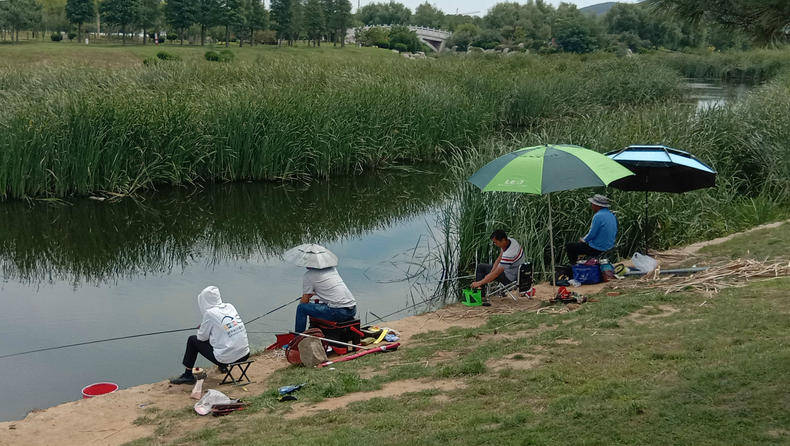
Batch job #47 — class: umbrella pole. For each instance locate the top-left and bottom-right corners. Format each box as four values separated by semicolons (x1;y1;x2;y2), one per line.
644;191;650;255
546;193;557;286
----------
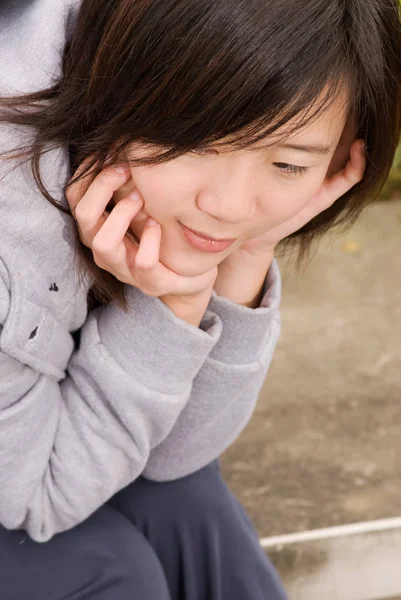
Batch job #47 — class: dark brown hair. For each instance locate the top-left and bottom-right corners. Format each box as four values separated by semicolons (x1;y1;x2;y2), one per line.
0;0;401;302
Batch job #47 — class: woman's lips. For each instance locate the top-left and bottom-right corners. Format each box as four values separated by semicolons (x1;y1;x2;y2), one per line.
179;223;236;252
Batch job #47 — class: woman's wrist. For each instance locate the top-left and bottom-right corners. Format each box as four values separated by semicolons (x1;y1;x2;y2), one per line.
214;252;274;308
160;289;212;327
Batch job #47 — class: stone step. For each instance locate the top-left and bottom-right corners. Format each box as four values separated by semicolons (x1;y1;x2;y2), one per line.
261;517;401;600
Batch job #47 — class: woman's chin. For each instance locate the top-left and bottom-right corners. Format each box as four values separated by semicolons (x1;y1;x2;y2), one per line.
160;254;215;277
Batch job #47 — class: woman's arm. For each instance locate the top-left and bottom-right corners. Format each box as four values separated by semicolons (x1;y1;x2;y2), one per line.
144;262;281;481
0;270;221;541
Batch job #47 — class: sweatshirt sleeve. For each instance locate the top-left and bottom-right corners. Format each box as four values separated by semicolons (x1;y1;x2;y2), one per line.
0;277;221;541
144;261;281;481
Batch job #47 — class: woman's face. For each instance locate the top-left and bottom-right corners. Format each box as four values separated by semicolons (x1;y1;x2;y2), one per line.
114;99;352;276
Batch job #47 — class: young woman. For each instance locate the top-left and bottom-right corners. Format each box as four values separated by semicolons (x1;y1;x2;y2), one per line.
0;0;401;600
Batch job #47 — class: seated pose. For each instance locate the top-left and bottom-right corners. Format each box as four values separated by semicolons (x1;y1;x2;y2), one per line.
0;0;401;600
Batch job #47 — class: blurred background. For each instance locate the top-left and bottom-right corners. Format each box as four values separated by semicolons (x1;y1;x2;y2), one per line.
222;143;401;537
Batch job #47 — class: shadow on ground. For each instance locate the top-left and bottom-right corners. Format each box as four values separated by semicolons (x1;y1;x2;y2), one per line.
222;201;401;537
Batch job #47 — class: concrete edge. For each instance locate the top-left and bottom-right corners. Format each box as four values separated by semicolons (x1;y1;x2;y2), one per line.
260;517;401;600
----------
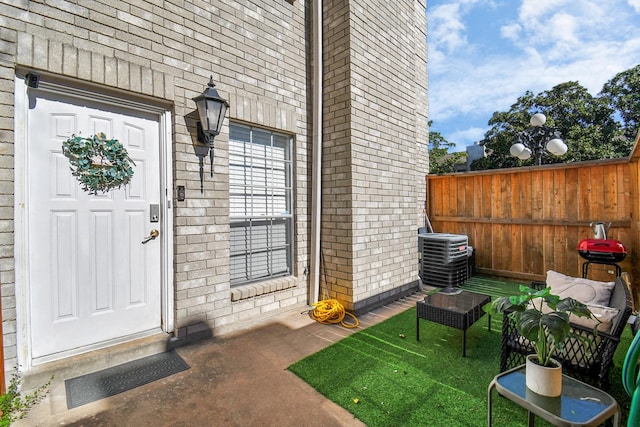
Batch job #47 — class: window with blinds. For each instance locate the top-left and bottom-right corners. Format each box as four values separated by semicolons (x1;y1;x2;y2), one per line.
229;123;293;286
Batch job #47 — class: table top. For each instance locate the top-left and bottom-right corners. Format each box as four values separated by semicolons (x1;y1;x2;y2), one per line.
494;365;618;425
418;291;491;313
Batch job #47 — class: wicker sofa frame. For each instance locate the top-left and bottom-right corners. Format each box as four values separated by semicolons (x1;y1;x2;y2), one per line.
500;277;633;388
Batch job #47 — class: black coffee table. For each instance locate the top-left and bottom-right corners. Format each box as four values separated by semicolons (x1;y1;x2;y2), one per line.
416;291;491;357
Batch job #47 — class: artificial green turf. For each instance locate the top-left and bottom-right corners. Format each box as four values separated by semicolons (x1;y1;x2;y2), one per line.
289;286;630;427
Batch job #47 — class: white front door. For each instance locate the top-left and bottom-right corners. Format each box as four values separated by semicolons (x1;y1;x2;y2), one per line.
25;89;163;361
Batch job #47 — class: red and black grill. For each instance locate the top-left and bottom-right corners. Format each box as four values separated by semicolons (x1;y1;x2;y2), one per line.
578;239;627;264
----------
§ **Task details**:
Start at the line that contains "Batch job #47 — class: stone" and stop after the line that contains "222;201;401;537". Write out those lines again, relabeling "stone step" as "stone stair" and leaving everything else unchanged.

§ **Completed task**:
Batch job #47 — class: stone stair. For each instance locate the top-left and bottom-right corners. Format each box as four values separated by semicolons (x1;y1;x2;y2), one per line.
261;517;401;600
Batch job #47 — class: woman's chin. For each instance locate the top-left and bottom-right corners. Format each box as four values separated by semicolons (x1;y1;x2;y2), one per line.
160;254;215;277
Batch job #47 — class: woman's arm. For each instance locate the top-left and bottom-right corners. Format each box as four values separated by semicolons (x1;y1;x2;y2), one per line.
144;262;281;481
0;270;221;541
Batch job #47 — class: sweatshirt sleeve. For each instance locate the top-left and bottom-right corners. Format each box as four values separated by semicolons (x1;y1;x2;y2), one per line.
0;277;221;541
144;261;281;481
Batch job #47 — class: woman's face. For each instance locate the top-left and bottom-right corners. Format each box as four values separated by semicolons (x1;y1;x2;y2), one per line.
114;99;352;276
Batch job #47 — class: young woman. For each instance locate the top-left and bottom-right corners. Format each box as four values separated by semicolons (x1;y1;x2;y2), one per line.
0;0;401;600
Batch job #47 — class: seated pose. For each instance locate the top-left and bottom-right corners. Format each box as four values separated by semicolons (x1;y1;x2;y2), one per line.
0;0;401;600
Batch job #47 — class: blurred background. For each instance locate the top-left and bottom-right corners. Format each box as four values separated by semicolons (x1;y1;x2;y2), one per line.
222;143;401;537
Batch job #47 — class: shadow on ground. For each instance locate the top-left and bottom-right corners. Format each box as four values separated by semicolons (x1;y1;x2;y2), one per line.
222;201;401;537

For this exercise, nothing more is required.